## [TASK SET]
**a)** In the Lyme Regis election record, why did Sir Francis Russell take a seat in 1610? Answer in one to three sentences.
**b)** Rewrite the part of the Lyme Regis entry starting at "in the freemen" and ending at "SEYMOUR , (bt.)", putting "burgesses" in place of "freeholders".

Lyme Regis

Borough

Published in The History of Parliament: the House of Commons 1604-1629, ed. Andrew Thrush and John P. Ferris, 2010
Available from Cambridge University Press

Background Information

Right of Election:

in the freemen and freeholders

Number of voters:

at least 12 in 1628

Elections

DateCandidate
25 Feb. 1604SIR GEORGE SOMERS
 JOHN HASSARD
24 Feb. 1610SIR FRANCIS RUSSELL vice Somers, employed abroad
 GEORGE JEFFERY vice Hassard, vacated his seat
c. Mar. 1614SIR EDWARD SEYMOUR , (bt.)

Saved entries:
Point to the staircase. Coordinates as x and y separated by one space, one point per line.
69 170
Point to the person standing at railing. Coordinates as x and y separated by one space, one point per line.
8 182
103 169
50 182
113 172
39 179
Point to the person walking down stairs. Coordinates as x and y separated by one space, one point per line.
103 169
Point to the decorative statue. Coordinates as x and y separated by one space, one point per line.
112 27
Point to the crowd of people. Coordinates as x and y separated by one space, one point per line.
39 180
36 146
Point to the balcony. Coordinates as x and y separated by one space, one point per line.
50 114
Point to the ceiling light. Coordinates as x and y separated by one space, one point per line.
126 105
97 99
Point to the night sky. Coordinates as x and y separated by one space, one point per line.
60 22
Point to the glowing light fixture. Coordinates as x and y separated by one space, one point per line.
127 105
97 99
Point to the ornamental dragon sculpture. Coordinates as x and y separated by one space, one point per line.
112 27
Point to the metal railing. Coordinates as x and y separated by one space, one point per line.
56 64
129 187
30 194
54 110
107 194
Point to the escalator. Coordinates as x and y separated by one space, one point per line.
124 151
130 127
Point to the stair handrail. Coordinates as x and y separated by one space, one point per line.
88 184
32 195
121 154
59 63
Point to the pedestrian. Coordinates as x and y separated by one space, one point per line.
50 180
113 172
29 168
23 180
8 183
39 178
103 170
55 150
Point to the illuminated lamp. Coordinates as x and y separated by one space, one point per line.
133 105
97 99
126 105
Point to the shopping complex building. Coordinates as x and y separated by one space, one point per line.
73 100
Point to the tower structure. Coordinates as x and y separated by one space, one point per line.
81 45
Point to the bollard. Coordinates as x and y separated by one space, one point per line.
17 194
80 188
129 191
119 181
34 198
==
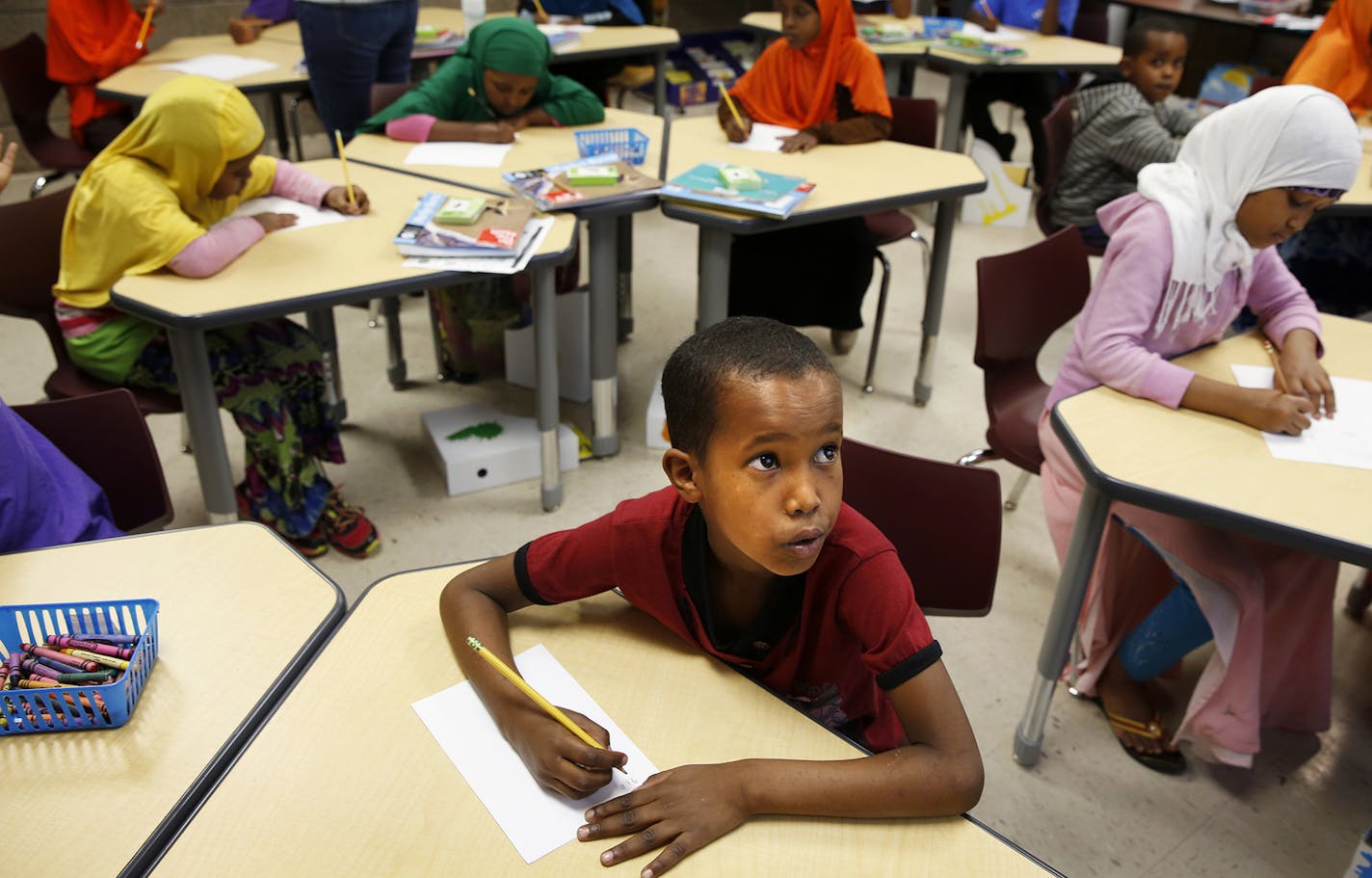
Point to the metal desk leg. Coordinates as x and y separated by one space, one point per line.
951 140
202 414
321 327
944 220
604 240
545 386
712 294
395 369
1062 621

## [IN RESPONSE]
**a)** Sir Francis Russell was returned on 24 Feb. 1610 in place of Sir George Somers. Somers was employed abroad.

**b)**
in the freemen and burgesses

Number of voters:

at least 12 in 1628

Elections

DateCandidate
25 Feb. 1604SIR GEORGE SOMERS
 JOHN HASSARD
24 Feb. 1610SIR FRANCIS RUSSELL vice Somers, employed abroad
 GEORGE JEFFERY vice Hassard, vacated his seat
c. Mar. 1614SIR EDWARD SEYMOUR , (bt.)